This varies so wildly from domain to domain. Highly structured data (time series, photos, audio, etc.) typically has a metric boatload of feature extraction methodology. Neural networks often draw on and exploit that structure (i.e. convolutions). You could even get some pretty good results on manually-extracted neural-network-esque features handed off to a random forest. This heuristic begins to fall off with deep learning though, which imo, is a precursor to LLMs and showed that emergent complexity is possible with machine learning.

But non-structured data? Pretty pointless to hand off to a neural network imo.


Ah! Your comment helped me understand the parent comment so much more. I thought it was more about data hygiene needs.

Yes a DT on raw pixel values, or a DT on raw time values will in general be quite terrible.

That said the convolutional structure is hard coded in those neural nets, only the weights are learned. It is not that the network discovered on its own that convolutions are a good idea. So NNs too really (damn autocorrect, it's rely, rely) on human insight and structuring upon which they can then build over.


  > So NNs too really (damn autocorrect, it's rely, rely) on human insight and structuring upon which they can then build over.
If so, one can repeat it with other basic models as well.

It is possible to train deep decision trees forests [1]. Then I believe that it is possible to train deep convolutional decision trees forests.

[1] https://arxiv.org/pdf/1702.08835


That has not been my experience though, apart from the need of standard data hygiene that one has to maintain for any ML exercise.

Normalising the numeric features to a common range has been adequate. This too is strictly not necessary for DTs, but pretty much mandatory for linear models. (DTs are very robust to scale differences among features, linear models quite vulnerable to the same.)

One can think of each tree path from root to leaf as a data driven formulation/synthesis of a higher level feature built out of logical conjunctions ('AND' operation).

These auto-synthesized / discovered features are then ORed at the top. DTs are good at capturing multi-feature interactions that single layer linear models can't.

◆ ◆ ◆

Task requirements:
1. Translate this sentence from the discussion of decision trees and neural networks into Spanish: "Normalising the numeric features to a common range has been adequate."
2. Continue the discussion of decision trees and neural networks, starting after its final sentence.

Information given:
◆ ◆ ◆

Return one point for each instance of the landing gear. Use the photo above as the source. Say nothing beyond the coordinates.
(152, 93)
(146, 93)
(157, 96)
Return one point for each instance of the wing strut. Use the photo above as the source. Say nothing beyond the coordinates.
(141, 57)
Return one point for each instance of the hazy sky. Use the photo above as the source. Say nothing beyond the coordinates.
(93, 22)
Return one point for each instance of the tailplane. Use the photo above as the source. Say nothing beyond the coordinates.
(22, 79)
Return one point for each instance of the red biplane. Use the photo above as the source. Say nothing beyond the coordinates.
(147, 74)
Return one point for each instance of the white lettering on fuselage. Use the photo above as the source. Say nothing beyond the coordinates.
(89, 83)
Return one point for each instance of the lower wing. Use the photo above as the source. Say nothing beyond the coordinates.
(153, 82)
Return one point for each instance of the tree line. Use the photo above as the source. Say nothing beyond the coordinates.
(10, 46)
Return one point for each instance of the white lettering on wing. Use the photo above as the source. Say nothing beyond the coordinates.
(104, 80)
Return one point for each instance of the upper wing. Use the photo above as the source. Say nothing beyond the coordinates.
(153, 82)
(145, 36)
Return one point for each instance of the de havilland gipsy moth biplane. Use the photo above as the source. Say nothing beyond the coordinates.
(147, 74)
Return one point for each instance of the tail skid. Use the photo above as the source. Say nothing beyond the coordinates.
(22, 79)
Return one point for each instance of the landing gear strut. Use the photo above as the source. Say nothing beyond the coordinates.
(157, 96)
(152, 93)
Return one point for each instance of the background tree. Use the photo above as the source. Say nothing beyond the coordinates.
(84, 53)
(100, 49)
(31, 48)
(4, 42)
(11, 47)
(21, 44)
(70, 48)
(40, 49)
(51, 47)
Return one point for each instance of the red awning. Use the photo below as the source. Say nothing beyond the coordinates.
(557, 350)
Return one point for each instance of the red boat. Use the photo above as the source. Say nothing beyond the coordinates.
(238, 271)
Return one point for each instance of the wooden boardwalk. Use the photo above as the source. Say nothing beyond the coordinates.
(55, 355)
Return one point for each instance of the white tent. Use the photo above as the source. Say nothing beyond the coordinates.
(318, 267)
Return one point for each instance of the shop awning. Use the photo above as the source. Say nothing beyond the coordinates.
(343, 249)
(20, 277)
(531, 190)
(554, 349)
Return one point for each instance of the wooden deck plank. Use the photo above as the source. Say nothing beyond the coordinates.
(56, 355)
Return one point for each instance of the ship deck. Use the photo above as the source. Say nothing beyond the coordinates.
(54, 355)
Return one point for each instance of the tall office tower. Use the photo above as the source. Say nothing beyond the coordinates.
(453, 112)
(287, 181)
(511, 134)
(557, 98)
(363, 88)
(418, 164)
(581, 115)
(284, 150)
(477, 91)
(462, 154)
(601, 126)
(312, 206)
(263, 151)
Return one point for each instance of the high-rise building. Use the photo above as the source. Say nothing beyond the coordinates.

◆ ◆ ◆

Results:
1. Normalizar las características numéricas a un rango común ha sido suficiente.

2.
NNs certainly synthesize higher level features, but what does not get highlighted enough is that learning-theory motivated Adaboost algorithm and it's derivatives do that too.

Their modus operandi is "BYOWC, bring your own weak classifier, I will reweigh the data in such a way that your unmodified classifier will discover a higher level feature on its own. Later you can combine these higher features linearly, by voting, or by averaging".

I personally favor differentiable models over trees, but have to give credit where it's due, DTs work great.

What leaves me intellectually unsatisfied about decision trees is that the space of trees cannot be searched in any nice principled way.

Or to describe in terms of feature discovery, in DT, there's no notion of progressing smoothly towards better high level features that track the end goal at every step of this synthesis (in fact greedy hill climbing hurts performance in the case of decision trees). DTs use a combinatorial search over the feature space partitioning, essentially by trial and error.

Neural nets have a smooth way of devising these higher level features informed by the end goal. Roll infinitesimally in the direction of steepest progress -- that's so much more satisfying than trial and error.

As for classification performance where DT have struggled are cases where columns are sparse (low entropy to begin with).

Another weakness of DT is the difficulty of achieving high throughput runtime performance, unless the DT is compiled into machine code. Walking a runtime tree structure with not so predictable branching probabilities that doe'snt run very fast on our standard machines. Compared to DNNs though this is a laughable complaint, throughput of DTs are an order of one or two faster.


  > Ironically, NN can detect such latent features
Like they detect magazine logo on images of horses?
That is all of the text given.